Records contained in a dataset:

--- BEGIN ---

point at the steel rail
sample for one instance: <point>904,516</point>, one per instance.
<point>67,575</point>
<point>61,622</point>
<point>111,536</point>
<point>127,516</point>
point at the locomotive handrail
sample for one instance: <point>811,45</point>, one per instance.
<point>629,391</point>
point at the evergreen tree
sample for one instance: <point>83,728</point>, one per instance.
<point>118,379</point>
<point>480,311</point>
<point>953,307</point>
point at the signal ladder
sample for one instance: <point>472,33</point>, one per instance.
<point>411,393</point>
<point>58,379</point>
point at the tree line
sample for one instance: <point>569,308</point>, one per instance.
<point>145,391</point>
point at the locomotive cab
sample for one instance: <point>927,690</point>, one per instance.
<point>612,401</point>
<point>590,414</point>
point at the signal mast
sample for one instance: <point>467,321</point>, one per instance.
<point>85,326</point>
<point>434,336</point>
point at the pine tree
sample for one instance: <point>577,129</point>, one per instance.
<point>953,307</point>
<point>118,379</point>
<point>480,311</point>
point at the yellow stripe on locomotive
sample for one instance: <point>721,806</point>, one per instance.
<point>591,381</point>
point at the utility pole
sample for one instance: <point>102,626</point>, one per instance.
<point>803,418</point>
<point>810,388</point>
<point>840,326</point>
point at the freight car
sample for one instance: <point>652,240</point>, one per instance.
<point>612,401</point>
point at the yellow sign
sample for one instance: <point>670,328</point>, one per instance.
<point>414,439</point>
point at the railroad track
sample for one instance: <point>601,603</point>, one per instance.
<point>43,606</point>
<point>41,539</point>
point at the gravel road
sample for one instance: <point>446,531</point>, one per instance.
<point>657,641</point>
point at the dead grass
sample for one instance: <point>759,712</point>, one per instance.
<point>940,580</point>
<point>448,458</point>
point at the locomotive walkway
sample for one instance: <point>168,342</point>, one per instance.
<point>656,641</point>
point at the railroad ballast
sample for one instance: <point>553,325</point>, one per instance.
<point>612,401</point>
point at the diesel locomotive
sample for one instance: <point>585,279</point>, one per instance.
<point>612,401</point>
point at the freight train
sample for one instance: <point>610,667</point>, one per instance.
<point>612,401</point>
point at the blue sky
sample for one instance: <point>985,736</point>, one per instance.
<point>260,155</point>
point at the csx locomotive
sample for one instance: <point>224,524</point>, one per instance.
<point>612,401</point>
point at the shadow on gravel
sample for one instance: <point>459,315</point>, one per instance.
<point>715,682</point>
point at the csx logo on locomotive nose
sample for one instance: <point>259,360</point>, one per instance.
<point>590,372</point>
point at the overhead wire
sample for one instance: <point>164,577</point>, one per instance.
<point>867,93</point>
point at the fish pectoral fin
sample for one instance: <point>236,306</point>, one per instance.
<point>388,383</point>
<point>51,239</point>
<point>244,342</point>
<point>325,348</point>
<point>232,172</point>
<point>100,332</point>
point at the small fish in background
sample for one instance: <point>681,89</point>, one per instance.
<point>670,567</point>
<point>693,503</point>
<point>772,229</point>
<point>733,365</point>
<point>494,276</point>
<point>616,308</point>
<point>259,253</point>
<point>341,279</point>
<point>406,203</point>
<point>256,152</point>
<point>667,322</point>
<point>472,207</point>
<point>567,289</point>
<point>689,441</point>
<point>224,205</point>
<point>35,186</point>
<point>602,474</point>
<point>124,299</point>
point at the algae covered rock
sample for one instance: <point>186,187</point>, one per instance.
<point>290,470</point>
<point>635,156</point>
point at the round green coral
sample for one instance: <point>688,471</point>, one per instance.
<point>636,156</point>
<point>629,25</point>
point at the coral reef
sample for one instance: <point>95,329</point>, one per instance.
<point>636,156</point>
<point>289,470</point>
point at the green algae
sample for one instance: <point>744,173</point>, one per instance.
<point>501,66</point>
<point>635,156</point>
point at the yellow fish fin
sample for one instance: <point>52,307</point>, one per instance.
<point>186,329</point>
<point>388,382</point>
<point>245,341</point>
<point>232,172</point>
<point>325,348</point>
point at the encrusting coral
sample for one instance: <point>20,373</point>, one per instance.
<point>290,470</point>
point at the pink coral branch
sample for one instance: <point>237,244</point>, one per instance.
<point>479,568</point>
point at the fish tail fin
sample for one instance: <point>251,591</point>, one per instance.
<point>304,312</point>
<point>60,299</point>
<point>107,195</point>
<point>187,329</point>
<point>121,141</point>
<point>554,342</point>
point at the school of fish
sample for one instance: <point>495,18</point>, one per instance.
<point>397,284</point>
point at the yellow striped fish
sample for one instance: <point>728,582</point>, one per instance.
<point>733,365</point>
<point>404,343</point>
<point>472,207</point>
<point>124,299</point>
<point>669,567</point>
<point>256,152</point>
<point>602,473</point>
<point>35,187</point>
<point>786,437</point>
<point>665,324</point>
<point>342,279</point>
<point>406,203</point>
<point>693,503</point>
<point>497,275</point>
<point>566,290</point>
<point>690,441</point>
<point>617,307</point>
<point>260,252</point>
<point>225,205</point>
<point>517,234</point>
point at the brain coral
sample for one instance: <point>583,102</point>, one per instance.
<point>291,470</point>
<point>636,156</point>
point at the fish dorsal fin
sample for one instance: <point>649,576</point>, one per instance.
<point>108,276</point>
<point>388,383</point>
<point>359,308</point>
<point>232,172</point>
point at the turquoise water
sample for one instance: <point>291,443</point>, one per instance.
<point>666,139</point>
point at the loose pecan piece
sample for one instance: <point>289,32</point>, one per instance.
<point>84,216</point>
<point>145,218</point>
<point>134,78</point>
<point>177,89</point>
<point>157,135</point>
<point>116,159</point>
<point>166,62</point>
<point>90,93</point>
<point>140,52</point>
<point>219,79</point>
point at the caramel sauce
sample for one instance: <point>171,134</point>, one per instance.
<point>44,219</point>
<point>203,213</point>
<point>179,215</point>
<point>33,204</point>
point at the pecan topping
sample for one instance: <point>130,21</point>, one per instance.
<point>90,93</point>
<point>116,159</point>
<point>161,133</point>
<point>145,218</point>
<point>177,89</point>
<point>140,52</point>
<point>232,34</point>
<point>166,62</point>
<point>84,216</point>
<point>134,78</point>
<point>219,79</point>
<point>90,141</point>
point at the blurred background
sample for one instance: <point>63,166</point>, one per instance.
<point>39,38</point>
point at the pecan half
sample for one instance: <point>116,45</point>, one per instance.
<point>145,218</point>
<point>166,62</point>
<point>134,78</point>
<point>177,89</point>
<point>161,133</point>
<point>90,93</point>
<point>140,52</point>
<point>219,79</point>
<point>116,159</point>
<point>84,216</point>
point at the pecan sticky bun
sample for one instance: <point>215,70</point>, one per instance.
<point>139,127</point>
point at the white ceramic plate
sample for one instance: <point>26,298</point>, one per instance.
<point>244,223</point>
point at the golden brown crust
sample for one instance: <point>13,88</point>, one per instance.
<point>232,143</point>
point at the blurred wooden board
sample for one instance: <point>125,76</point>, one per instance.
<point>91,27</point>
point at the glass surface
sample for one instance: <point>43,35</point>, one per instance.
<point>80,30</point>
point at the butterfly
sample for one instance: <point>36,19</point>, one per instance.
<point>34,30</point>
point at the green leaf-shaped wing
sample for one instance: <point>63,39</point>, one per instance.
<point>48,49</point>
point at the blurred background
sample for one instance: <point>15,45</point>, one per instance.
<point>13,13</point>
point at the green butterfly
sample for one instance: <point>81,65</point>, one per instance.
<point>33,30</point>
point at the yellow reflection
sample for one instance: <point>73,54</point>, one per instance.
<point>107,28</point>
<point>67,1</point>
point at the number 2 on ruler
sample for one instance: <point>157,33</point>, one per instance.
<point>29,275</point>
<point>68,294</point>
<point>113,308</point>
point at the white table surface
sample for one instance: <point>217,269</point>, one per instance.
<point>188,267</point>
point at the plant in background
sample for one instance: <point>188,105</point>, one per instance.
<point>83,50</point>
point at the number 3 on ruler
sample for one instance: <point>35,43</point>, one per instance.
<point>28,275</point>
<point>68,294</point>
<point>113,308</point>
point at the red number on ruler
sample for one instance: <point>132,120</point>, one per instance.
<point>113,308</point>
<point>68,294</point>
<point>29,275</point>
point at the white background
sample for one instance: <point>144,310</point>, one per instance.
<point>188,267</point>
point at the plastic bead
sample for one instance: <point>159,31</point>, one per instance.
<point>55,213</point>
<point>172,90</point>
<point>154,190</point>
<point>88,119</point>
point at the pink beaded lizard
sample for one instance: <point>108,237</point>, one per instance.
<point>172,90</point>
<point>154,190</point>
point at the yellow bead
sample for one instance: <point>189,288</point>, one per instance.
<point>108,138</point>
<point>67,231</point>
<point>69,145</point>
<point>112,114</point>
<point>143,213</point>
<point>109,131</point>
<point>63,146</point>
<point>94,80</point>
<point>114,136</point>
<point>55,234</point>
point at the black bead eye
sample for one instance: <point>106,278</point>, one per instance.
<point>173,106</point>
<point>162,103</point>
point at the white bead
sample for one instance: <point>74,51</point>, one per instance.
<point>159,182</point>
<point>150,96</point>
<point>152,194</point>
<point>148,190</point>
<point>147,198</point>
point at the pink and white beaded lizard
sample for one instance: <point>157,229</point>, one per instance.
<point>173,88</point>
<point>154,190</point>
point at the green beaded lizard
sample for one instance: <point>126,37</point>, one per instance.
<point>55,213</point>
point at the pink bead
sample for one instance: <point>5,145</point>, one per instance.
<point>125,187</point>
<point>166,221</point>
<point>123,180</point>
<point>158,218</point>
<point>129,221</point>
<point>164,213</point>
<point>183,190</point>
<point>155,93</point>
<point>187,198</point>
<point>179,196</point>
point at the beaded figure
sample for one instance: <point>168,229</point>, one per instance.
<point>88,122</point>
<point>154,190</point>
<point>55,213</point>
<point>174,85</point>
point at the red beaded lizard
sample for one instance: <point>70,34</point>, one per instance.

--- END ---

Output an exact copy of the lines of the records above, from the line with "point at the red beaded lizard" to the end of the records.

▶ SOLUTION FOR THIS PROBLEM:
point at the red beaded lizard
sample for one instance: <point>70,34</point>, one per instance.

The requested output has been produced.